> **Estratto del testo**
= = = = =
Alessandro Grimaldi, fondatore e amministratore delegato di Armònia, non ha dubbi: la realtà che ha contribuito a creare (insieme a Sigieri Diaz della Vittoria Pallavicini, Francesco Chiappetta, Luca Rovati e Fabrizio Di Amato) ha tutte le carte in regola per svolgere il ruolo di principale player di private equity focalizzato sul mercato italiano.
La società nasce facendo tesoro delle esperienze di Grimaldi come co-fondatore di Clessidra, con l’obiettivo di proporsi agli investitori e alle aziende target come un player autorevole e indipendente, con lo scopo di aiutarle a crescere anche al di fuori dei confini nazionali. Armònia ad oggi ha contribuito a creare tre leader italiani nei loro rispettivi settori: GSA (antincendio), Estendo (servizi post-vendita), Arrigoni (agrotessile).
Intanto, a rafforzare il progetto di Armònia c’è l’arrivo in squadra di Manuel Catalano come vicepresidente, che si unisce a Dario Cenci, anche lui ex di Clessidra.
E da qui partiamo con l’intervista a Grimaldi. Cosa significa, nel vostro percorso di crescita, l’ingresso di Catalano?
= = = = =
> **Dati disponibili**
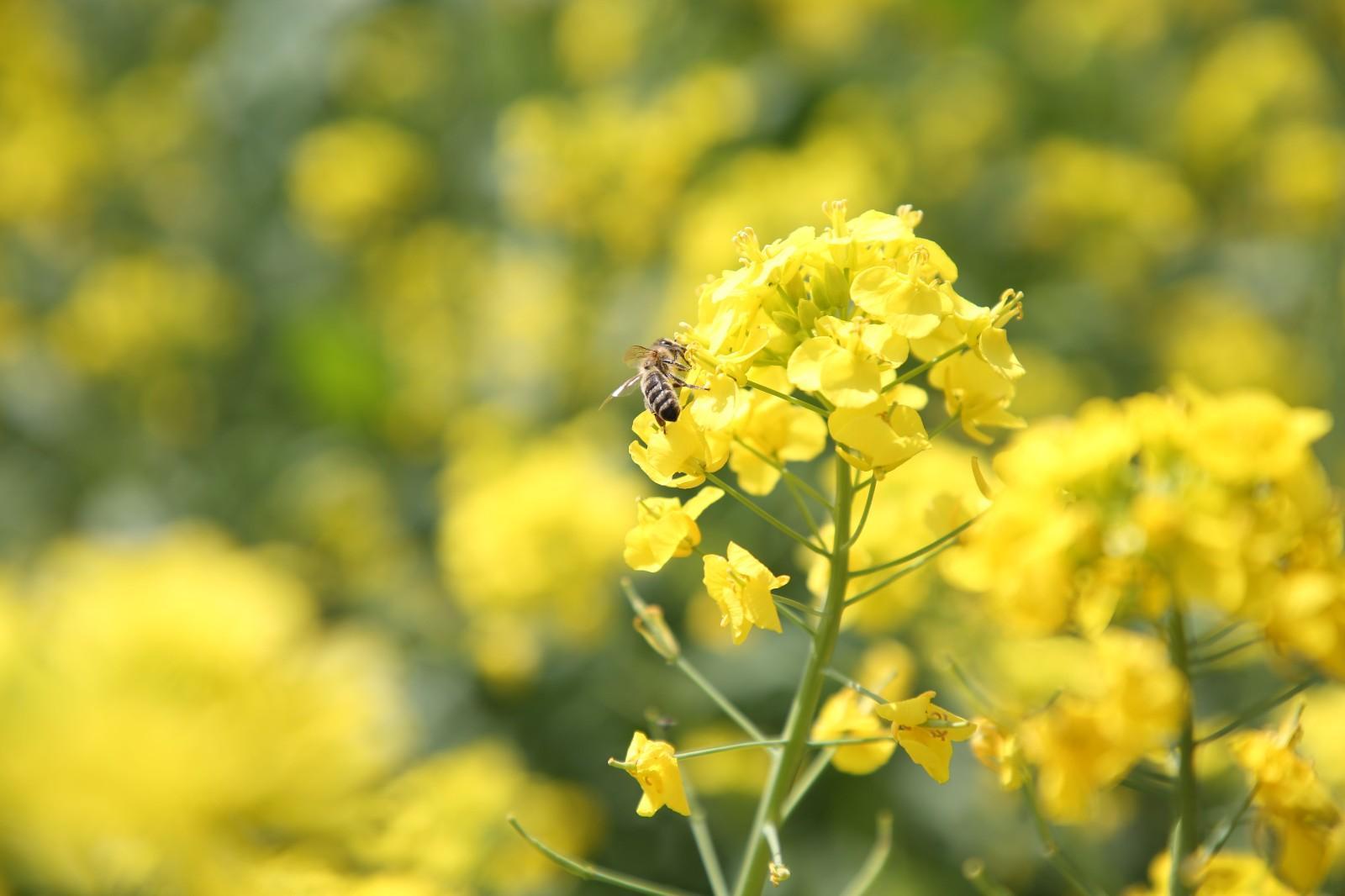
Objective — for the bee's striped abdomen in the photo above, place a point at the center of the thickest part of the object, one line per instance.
(659, 397)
= = = = =
> **Esercizi da svolgere**
a. Secondo l'estratto sul private equity, quali leader italiani ha contribuito a creare Armònia? Per ciascuno indica anche il settore.
b. In base all'estratto sul private equity, con quale ruolo entra in squadra Manuel Catalano?
I dati hanno una provenienza diversa da quella dell'estratto.

> **Risposte in ordine**
a. GSA (antincendio), Estendo (servizi post-vendita), Arrigoni (agrotessile)

b. Come vicepresidente.